**TASK INSTRUCTIONS**
Per the book review that follows, which three caste systems does Wilkerson examine?

**PASSAGE TO READ**
Caste: The Origins of Our Discontents
America is a post-racial society. There was racism in the past but most white people no longer hate African Americans and American institutions are not designed to oppress people of color.
America is a systemically racist society built on the unpaid labor of African Americans. Although laws have been changed, old attitudes constantly morph to obtain the same results in new contexts. So, we have gone from slavery to Jim Crow to segregation to mass incarceration and voter suppression.
How can both these perspectives be true? Isabel Wilkerson has an interesting explanation. In her view, a caste system, a rigid hierarchy of human rankings, influences people’s lives and behavior more than race, class, or any other factors.
In the book, the author examines the caste systems in America, India, and Nazi Germany, to compare and contrast the systems and describe the impact of the caste systems on the lives of citizens at each level of the hierarchy.
Wilkerson identifies eight pillars of caste systems:
- Divine will and the laws of nature – The hierarchy is ordained by God
- Heritability – Rank in inherited at birth
- Endogamy and the control of marriage and mating – Miscegenation is discouraged
- Purity versus pollution – Dominate caste must protect itself from pollution
- Occupational Hierarchy – Occupations are assigned to caste by law and by culture
- Dehumanization and Stigma – Locks marginalized groups outside the norms of humanity so every action against them seems reasonable
- Terror and enforcement, cruelty as a means of control – Psychological and physical violence and terror are used preemptively to stymie resistance
- Inherent superiority versus inherent inferiority
While the author’s analysis of caste systems is interesting and compelling, the most interesting part of the book is how caste systems alter the belief structure and the behaviors of the people who live under these systems. Wilkerson goes into detail describing the negative impact that caste systems have on us all. How the system colors our thoughts and actions on the unconscious level. How the system causes groups to deny the humanity of their fellow citizens.
While I have not resolved where I stand on Wilkerson’s presentation, I highly recommend this book. Primarily because it has done what all good books should do; it has given me a lot to think about.
Wilkerson’s “The Warmth of Other Suns” was a tour de force, and now she’s created another masterwork with “Caste.” She insightfully diagnoses our current situation: Caste is “like a cancer that goes into remission only to return when the immune system of the body politic is weakened” (p. 381).
And she offers a prescription based on empathy: “If each of us could truly see and connect with the humanity of the person in front of us, search for that key that opens the door to whatever we may have in common, whether cosplay or Star Trek or the loss of a parent, it could begin to affect how we see the world and others in it, perhaps change the way we hire or even vote. Each time a person reaches across caste and makes a connection, it helps to break the back of caste. Multiplied by millions in a given day, it becomes the flap of a butterfly wing that shifts the air and builds to a hurricane across the ocean” (p. 386).

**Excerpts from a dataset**
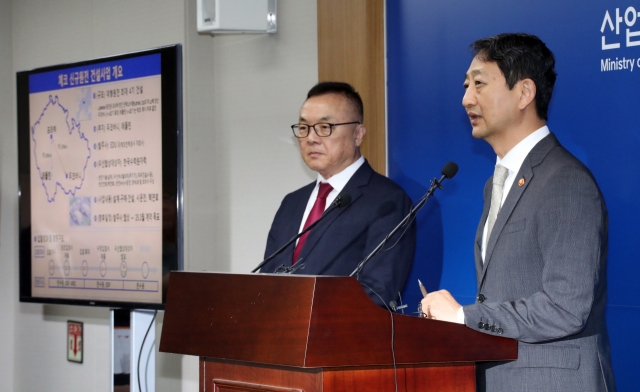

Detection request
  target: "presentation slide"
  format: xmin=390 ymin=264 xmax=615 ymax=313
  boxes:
xmin=29 ymin=54 xmax=163 ymax=303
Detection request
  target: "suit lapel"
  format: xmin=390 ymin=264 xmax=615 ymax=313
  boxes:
xmin=298 ymin=160 xmax=373 ymax=259
xmin=473 ymin=182 xmax=493 ymax=287
xmin=476 ymin=134 xmax=559 ymax=288
xmin=283 ymin=181 xmax=316 ymax=265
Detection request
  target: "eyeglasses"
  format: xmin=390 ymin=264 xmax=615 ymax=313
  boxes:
xmin=291 ymin=121 xmax=362 ymax=139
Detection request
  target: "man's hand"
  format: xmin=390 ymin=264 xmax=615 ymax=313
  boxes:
xmin=421 ymin=290 xmax=462 ymax=323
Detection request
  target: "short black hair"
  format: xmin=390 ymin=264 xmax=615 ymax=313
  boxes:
xmin=471 ymin=33 xmax=556 ymax=121
xmin=307 ymin=82 xmax=364 ymax=121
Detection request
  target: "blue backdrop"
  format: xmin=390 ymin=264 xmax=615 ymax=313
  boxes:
xmin=387 ymin=0 xmax=640 ymax=391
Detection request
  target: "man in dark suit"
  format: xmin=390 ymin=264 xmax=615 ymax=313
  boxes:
xmin=422 ymin=34 xmax=615 ymax=392
xmin=260 ymin=82 xmax=415 ymax=306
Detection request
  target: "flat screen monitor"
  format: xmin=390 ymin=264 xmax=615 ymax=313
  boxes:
xmin=17 ymin=45 xmax=183 ymax=309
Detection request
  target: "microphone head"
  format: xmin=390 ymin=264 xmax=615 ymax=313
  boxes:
xmin=442 ymin=162 xmax=458 ymax=179
xmin=336 ymin=193 xmax=351 ymax=208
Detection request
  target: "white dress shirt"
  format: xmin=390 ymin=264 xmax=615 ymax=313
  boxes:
xmin=456 ymin=125 xmax=550 ymax=324
xmin=296 ymin=156 xmax=364 ymax=236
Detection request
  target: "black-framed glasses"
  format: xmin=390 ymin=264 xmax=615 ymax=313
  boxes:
xmin=291 ymin=121 xmax=362 ymax=139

**ANSWER FOR THE TASK**
America, India, and Nazi Germany.